Count the lines in the items below that contain the word "ballast". Reply with only that number.

Record list –
::::

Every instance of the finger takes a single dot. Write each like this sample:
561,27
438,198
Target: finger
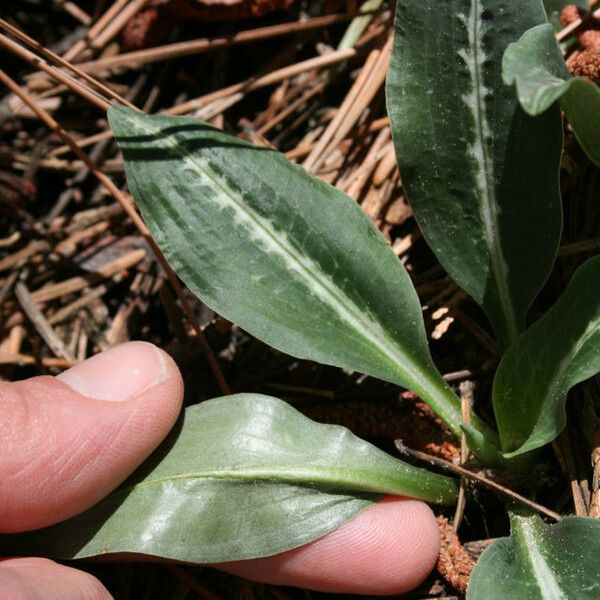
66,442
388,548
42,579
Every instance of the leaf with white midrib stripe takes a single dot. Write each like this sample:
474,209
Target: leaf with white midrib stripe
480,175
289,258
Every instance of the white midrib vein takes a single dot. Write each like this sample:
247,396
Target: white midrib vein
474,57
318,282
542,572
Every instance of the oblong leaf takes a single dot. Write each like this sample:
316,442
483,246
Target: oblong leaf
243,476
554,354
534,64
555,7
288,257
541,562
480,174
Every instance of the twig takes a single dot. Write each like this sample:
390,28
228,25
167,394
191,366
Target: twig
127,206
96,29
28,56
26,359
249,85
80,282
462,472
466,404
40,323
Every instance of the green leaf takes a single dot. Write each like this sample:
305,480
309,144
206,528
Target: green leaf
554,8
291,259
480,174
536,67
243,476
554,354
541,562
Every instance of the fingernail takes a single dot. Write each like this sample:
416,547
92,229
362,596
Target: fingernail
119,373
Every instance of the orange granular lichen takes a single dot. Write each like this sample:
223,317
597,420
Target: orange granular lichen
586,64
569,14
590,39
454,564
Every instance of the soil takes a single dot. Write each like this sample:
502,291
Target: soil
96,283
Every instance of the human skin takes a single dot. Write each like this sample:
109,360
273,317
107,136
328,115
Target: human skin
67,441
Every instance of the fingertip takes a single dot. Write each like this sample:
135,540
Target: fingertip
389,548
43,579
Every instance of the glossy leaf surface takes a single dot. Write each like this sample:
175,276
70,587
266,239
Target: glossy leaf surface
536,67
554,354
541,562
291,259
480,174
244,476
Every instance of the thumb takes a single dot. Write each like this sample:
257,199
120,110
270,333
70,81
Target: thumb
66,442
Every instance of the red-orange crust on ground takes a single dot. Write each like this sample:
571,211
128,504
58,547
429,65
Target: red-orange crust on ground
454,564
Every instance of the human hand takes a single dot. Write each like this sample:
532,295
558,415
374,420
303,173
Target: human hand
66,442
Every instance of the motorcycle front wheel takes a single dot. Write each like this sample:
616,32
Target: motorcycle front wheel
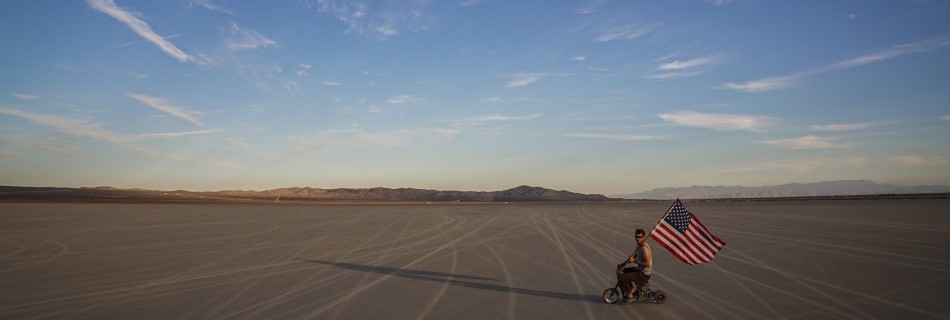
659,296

::::

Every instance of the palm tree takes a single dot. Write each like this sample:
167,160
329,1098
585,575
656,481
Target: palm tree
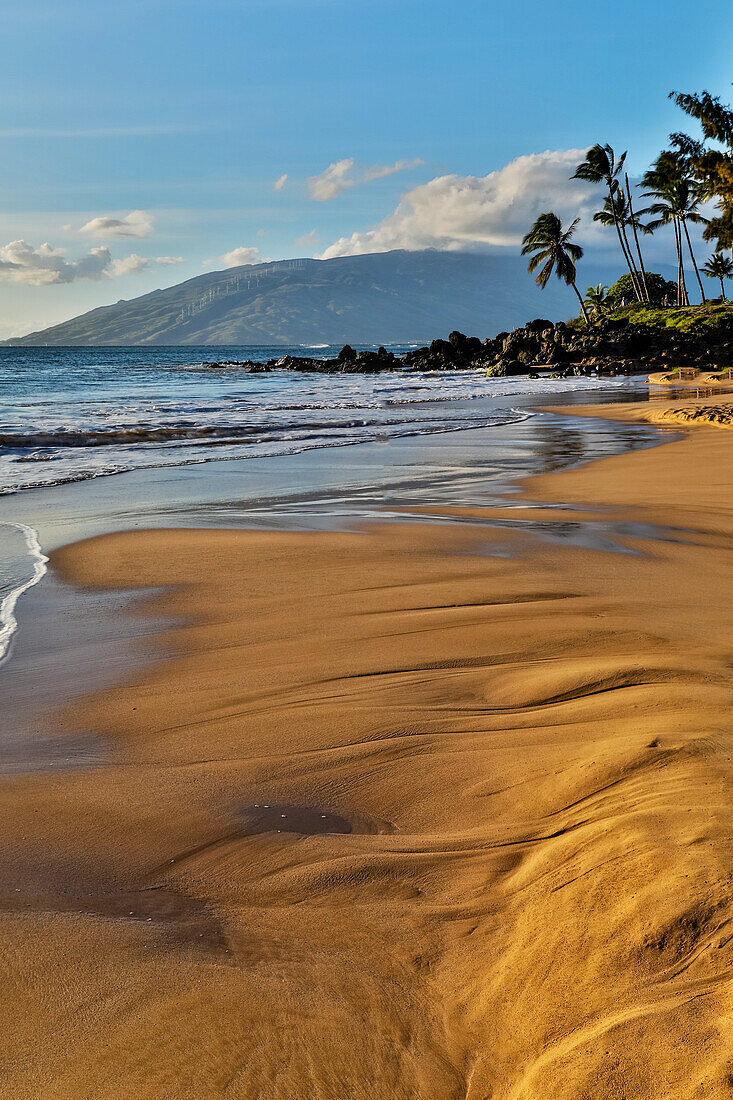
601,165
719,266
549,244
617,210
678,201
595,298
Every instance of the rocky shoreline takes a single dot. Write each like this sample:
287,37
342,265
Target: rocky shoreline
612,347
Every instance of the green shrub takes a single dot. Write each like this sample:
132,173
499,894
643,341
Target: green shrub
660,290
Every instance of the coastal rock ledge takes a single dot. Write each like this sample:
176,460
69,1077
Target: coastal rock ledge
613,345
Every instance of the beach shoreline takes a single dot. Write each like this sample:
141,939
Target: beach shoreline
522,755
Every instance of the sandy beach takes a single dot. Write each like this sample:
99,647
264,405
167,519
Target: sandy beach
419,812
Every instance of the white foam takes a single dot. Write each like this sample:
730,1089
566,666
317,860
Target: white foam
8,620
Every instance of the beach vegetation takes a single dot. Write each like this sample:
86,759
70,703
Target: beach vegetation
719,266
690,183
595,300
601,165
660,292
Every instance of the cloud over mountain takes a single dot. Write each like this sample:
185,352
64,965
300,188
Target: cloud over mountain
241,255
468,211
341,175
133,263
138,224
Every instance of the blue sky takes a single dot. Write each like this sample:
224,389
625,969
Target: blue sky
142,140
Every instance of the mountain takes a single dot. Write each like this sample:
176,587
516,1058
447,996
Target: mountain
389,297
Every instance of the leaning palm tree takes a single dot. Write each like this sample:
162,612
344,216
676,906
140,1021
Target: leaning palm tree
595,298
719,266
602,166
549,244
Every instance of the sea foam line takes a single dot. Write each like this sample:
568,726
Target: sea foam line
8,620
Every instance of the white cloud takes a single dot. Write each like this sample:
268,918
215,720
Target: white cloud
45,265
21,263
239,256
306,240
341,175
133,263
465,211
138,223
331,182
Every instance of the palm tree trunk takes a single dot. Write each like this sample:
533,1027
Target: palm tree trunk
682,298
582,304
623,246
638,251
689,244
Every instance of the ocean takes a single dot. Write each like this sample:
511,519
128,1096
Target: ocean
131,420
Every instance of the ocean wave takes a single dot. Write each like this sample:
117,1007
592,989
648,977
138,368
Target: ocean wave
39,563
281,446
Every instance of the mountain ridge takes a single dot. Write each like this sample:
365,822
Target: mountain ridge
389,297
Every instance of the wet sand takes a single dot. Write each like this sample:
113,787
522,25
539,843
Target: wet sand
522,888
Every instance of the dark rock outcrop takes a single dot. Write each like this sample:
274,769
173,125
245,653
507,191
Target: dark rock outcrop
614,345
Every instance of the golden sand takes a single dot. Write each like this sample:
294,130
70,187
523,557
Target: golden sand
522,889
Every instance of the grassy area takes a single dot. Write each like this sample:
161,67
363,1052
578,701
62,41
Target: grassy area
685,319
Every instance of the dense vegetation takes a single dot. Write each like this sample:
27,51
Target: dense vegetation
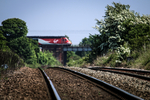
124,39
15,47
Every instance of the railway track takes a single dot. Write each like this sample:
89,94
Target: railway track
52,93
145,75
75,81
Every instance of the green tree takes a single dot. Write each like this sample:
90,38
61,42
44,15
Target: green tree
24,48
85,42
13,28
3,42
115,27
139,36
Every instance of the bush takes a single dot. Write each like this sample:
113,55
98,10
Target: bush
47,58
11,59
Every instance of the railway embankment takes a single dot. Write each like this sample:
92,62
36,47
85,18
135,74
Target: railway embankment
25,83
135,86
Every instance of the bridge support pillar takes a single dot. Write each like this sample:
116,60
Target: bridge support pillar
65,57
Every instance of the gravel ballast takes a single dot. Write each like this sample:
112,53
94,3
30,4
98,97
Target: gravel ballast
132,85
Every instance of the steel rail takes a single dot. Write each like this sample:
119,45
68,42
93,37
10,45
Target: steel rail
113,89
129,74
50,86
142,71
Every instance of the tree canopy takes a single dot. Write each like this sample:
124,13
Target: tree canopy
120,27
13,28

::::

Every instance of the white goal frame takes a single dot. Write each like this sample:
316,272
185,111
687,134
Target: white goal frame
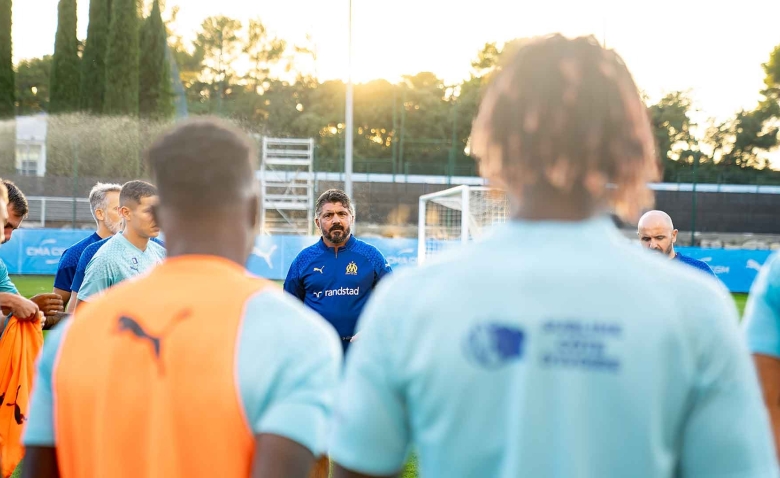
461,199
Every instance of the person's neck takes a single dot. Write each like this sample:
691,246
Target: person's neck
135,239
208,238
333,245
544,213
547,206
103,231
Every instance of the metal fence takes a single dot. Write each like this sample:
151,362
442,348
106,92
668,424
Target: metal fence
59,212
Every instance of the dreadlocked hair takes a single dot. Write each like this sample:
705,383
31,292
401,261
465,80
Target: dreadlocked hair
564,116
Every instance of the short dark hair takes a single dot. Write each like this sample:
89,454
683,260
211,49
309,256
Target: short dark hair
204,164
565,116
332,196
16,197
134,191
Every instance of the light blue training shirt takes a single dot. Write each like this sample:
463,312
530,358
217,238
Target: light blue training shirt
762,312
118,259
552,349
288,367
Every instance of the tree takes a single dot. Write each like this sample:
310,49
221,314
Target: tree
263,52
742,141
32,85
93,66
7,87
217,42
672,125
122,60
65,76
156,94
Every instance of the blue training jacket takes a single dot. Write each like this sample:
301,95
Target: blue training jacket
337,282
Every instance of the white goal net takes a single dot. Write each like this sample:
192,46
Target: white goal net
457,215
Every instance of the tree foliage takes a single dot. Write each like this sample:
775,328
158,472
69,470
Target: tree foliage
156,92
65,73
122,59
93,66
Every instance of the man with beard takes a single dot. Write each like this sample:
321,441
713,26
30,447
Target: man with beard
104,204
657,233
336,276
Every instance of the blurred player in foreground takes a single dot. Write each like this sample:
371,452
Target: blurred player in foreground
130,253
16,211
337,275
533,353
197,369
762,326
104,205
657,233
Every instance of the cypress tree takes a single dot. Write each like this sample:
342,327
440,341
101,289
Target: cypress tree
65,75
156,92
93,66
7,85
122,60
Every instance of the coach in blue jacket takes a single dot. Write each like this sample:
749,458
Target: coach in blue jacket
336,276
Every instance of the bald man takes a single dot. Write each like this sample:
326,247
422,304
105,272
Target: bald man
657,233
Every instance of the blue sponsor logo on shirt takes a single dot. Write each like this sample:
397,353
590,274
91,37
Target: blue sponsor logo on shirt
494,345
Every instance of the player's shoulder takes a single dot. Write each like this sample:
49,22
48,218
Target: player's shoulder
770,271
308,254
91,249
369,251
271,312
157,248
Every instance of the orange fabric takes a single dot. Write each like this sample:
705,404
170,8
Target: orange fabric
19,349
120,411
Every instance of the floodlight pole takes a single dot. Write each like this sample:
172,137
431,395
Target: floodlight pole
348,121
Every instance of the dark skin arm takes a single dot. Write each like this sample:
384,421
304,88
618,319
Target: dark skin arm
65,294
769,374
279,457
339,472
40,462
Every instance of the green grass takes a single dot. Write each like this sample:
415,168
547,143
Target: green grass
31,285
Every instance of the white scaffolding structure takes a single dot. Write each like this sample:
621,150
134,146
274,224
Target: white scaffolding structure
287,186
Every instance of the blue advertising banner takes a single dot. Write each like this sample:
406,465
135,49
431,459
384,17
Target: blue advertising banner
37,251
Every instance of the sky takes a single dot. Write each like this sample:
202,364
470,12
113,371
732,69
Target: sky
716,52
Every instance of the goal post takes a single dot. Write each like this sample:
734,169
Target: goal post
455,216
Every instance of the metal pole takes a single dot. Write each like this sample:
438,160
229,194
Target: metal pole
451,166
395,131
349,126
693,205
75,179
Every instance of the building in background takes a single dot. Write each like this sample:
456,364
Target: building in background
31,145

::::

Written response – 2